→ TO-DO LIST:
a) In the pickled carrots post below, how much sugar does the brine call for?
b) In the listing below, rewrite the part that opens with the line containing "Can you see the tree" and runs through the end of the listing, replacing "sand" with "beach" and leaving everything else unchanged.

The past couple of winters have brought a slew of lovely cookbooks into the Plants on Deck house. (For a little pictorial tour, check this out: Yummy) One of the more recent additions to the sagging cookbook shelf is the delightful Momofuku, by David Chang and Peter Meehan.
Chang’s super-simple pickling recipe arrived just days before Philly’s first hard frost and rescued POD’s carrots from certain death. Sadly, the parsnips and sprouts may not survive. Obviously, the brine is easy to scale back and a 1/4 recipe took care of the carrots.
Momofuku Pickled Carrots
1 c. water super-hot tap water
½ c. rice wine vinegar
6 tbs sugar
2 ¼ tsp kosher salt
vegetables (carrots, cauliflower, beets, radishes, cucumbers, etc…)

→ MATERIALS PROVIDED:
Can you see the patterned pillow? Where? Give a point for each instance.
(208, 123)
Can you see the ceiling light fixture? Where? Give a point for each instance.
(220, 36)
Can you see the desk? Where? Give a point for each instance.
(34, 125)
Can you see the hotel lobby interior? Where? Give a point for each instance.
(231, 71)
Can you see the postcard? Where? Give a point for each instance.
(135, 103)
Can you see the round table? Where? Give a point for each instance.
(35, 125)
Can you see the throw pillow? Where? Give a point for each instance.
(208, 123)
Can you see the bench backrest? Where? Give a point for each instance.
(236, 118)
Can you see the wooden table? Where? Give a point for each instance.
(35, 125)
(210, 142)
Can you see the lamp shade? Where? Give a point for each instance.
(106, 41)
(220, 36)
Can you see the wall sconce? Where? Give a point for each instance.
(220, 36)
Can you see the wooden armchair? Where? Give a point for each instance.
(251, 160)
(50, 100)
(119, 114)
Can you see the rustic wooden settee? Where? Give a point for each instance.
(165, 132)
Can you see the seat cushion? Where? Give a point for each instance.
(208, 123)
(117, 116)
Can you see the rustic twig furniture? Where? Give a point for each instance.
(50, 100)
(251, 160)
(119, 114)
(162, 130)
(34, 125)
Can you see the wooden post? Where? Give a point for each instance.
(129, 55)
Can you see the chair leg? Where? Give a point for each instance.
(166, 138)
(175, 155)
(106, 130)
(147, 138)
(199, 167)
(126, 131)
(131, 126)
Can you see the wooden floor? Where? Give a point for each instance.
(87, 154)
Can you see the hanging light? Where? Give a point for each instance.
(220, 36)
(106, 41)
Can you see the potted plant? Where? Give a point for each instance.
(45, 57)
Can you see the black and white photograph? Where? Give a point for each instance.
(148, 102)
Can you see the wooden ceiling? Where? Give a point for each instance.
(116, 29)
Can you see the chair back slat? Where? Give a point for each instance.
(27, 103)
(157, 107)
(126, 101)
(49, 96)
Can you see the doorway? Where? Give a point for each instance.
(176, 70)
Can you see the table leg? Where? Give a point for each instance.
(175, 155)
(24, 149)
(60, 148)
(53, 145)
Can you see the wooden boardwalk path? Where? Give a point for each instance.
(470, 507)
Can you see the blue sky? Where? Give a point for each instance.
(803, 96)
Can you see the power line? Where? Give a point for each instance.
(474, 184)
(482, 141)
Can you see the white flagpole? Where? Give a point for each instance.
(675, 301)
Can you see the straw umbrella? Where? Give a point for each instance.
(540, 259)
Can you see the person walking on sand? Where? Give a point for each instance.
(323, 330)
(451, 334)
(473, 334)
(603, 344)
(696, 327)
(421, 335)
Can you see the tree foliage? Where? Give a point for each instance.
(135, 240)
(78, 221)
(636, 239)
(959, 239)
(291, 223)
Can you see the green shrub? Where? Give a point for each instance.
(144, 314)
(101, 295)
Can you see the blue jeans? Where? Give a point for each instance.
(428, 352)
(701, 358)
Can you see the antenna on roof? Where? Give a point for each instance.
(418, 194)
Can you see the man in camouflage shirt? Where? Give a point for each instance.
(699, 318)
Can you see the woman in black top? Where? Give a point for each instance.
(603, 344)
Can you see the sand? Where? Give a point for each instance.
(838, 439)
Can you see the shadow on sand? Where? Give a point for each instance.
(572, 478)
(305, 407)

→ TASK-BY-TASK SOLUTIONS:
a) 6 tablespoons of sugar.

b)
Can you see the tree foliage? Where? Give a point for each instance.
(135, 240)
(78, 221)
(636, 239)
(959, 239)
(291, 223)
Can you see the green shrub? Where? Give a point for each instance.
(144, 314)
(101, 295)
Can you see the blue jeans? Where? Give a point for each instance.
(428, 352)
(701, 358)
Can you see the antenna on roof? Where? Give a point for each instance.
(418, 194)
Can you see the man in camouflage shirt? Where? Give a point for each instance.
(699, 318)
Can you see the woman in black top? Where? Give a point for each instance.
(603, 344)
Can you see the beach? Where? Give a point for each instance.
(838, 439)
Can you see the shadow on beach? Where? Give a point for each instance.
(572, 478)
(305, 407)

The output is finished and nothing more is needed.